- [The problem] Please render the lines as a numbered list, leaving out any blank ones, starting with the line that contains "# point: brown horse" and going on through the last line of the records.

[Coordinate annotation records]
□ □ □ □ □

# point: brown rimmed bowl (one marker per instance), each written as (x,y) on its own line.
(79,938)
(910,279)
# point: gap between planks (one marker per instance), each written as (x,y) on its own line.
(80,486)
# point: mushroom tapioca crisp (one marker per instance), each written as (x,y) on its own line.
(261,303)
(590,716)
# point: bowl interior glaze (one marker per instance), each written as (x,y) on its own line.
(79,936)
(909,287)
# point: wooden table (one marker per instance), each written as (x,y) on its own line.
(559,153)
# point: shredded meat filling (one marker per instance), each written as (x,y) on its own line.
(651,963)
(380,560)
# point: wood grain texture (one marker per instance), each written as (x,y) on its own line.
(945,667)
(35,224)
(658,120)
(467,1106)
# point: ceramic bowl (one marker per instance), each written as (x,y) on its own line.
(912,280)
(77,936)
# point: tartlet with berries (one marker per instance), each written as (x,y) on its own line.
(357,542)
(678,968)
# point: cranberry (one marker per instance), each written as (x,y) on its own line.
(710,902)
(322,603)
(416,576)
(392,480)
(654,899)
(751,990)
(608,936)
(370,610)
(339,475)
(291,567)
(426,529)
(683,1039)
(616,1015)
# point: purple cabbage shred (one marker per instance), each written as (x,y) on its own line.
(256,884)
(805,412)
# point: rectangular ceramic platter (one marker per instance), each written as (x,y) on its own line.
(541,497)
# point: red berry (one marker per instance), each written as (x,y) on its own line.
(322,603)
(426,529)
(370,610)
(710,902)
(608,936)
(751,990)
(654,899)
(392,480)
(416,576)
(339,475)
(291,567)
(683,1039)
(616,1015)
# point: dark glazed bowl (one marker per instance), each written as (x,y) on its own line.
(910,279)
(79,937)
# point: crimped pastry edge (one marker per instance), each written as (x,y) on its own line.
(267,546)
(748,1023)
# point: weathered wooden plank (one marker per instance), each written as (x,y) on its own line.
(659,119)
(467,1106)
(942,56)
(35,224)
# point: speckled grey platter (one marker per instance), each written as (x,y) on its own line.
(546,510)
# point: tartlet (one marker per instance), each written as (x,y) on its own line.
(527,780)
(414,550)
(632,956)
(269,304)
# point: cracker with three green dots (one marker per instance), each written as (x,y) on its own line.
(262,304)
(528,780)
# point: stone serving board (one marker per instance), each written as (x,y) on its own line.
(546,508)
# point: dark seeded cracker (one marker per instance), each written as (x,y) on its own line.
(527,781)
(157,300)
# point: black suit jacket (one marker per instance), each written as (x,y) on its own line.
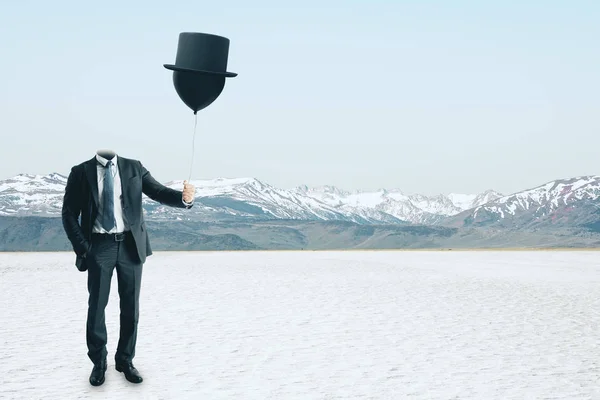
(81,199)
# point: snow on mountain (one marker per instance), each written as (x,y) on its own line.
(27,194)
(468,201)
(414,208)
(552,200)
(249,197)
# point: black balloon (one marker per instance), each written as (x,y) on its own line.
(196,90)
(200,69)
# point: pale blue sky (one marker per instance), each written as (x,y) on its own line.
(429,96)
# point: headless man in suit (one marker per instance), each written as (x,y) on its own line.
(107,192)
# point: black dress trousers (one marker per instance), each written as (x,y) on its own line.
(107,253)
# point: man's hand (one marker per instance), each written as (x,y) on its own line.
(188,192)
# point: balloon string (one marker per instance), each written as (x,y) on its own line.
(193,145)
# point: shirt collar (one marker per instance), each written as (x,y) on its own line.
(103,160)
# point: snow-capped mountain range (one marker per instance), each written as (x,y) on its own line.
(249,198)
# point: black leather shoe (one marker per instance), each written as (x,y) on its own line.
(131,374)
(97,375)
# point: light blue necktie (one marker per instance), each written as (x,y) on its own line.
(108,212)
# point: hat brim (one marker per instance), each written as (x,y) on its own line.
(182,69)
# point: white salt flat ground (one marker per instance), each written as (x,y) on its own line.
(315,325)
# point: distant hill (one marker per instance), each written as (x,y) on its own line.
(246,214)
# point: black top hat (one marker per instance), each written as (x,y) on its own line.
(202,53)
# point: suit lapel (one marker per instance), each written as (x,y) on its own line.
(91,171)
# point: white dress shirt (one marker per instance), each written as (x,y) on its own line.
(121,222)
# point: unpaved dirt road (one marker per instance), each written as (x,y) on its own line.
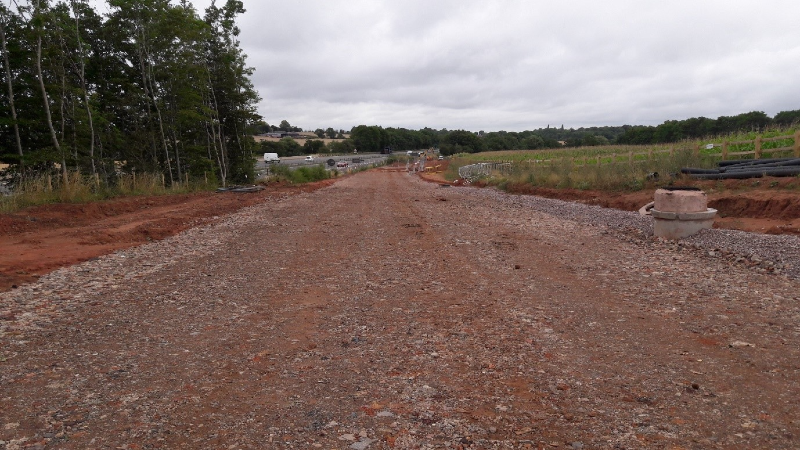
(386,312)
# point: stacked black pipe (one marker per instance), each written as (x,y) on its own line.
(748,168)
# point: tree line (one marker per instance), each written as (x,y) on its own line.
(376,138)
(150,86)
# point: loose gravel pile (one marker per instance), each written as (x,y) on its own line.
(763,252)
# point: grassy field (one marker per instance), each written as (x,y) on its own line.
(78,188)
(618,167)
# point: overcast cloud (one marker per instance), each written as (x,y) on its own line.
(517,65)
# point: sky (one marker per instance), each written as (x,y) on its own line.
(518,65)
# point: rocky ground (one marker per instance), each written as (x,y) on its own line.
(387,312)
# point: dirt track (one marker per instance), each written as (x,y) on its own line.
(388,312)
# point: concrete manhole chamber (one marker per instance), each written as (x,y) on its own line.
(680,212)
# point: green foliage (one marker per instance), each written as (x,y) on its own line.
(343,146)
(461,141)
(313,146)
(75,187)
(702,127)
(151,86)
(301,174)
(284,148)
(368,138)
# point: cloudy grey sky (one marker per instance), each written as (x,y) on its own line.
(515,65)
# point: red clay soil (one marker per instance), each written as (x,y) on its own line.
(767,205)
(37,240)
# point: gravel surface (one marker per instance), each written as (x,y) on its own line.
(386,312)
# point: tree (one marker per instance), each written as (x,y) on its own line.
(787,118)
(368,138)
(313,146)
(461,141)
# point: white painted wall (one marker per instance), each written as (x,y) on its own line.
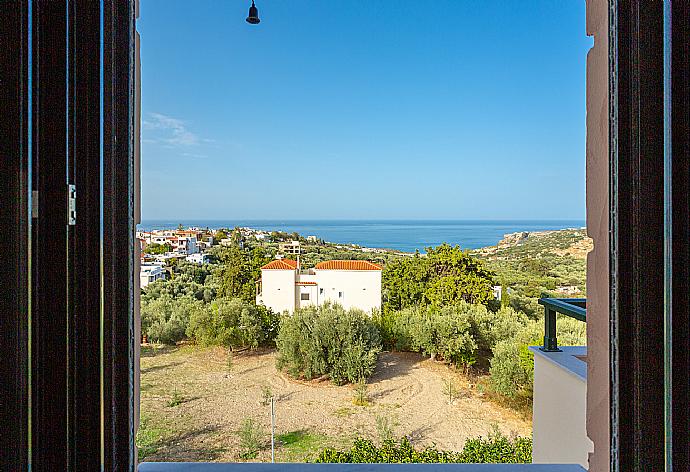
(350,288)
(559,431)
(278,290)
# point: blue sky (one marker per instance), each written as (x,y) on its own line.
(363,109)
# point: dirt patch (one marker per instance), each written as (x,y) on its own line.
(211,403)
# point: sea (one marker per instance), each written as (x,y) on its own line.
(401,235)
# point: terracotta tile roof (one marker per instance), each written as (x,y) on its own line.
(281,264)
(347,265)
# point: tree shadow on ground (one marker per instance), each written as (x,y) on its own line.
(156,368)
(190,446)
(152,350)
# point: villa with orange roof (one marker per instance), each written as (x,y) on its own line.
(352,284)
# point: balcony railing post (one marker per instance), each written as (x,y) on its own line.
(550,342)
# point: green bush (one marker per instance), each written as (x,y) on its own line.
(232,323)
(328,340)
(494,449)
(165,319)
(512,365)
(444,333)
(252,438)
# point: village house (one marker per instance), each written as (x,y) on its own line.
(352,284)
(149,273)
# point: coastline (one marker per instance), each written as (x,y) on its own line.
(405,236)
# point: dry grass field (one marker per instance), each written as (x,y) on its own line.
(193,406)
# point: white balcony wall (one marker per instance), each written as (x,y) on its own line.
(559,418)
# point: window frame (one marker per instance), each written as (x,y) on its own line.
(649,242)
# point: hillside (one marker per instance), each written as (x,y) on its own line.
(530,264)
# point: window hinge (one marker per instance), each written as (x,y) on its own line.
(72,204)
(34,204)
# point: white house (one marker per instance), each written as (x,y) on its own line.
(352,284)
(149,273)
(197,258)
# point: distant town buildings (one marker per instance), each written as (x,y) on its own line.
(290,247)
(352,284)
(197,258)
(183,242)
(149,273)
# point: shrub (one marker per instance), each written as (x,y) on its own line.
(328,340)
(442,332)
(251,436)
(384,428)
(361,397)
(231,322)
(494,449)
(497,449)
(165,319)
(450,389)
(512,365)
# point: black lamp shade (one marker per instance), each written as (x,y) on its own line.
(253,17)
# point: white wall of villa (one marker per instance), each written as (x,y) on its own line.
(352,284)
(559,415)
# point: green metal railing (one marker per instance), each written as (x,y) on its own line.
(572,307)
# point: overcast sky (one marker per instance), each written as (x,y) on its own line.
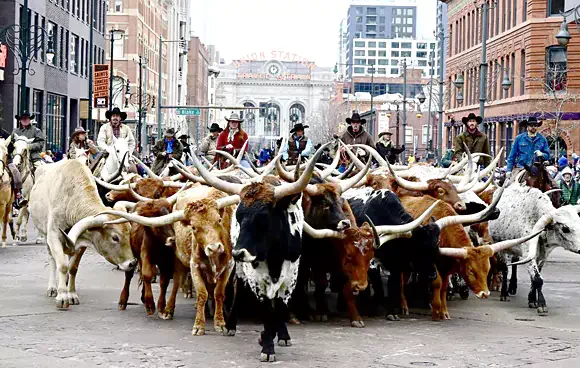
(308,28)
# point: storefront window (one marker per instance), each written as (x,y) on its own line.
(55,123)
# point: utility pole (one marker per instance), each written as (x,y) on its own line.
(404,108)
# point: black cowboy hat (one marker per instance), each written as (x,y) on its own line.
(117,111)
(77,131)
(471,116)
(24,114)
(215,127)
(385,133)
(298,127)
(355,117)
(532,120)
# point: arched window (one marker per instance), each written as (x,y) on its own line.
(249,117)
(272,120)
(297,114)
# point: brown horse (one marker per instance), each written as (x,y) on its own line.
(6,192)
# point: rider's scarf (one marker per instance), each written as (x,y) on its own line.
(169,144)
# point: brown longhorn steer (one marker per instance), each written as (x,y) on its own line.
(148,245)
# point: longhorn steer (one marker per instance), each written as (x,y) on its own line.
(65,198)
(148,245)
(525,209)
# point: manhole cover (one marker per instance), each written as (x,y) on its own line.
(424,364)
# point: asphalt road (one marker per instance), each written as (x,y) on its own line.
(482,333)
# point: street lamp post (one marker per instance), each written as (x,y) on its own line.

□ □ □ □ □

- [Response to the exercise]
1. # point: brown horse (one marker per instance), each written as (x,y) on its own line.
2. (6,192)
3. # point: rider's scarf (one marker per instance), each written as (x,y) on its own line.
4. (169,144)
5. # point: brown longhorn steer (one marker per instance), each written as (x,y) on its own line.
6. (148,245)
7. # point: longhorn steer (one marker per instance), each written as (x,y) on its own line.
8. (65,198)
9. (148,245)
10. (525,209)
11. # point: manhole cover (one marker per instance), each written as (x,y) on its own line.
12. (424,364)
13. # point: asphalt road (one marker per instance), each written as (x,y) on its own line.
14. (482,333)
15. # point: street lamp post (one marker per instance), each written as (x,y) on its own line.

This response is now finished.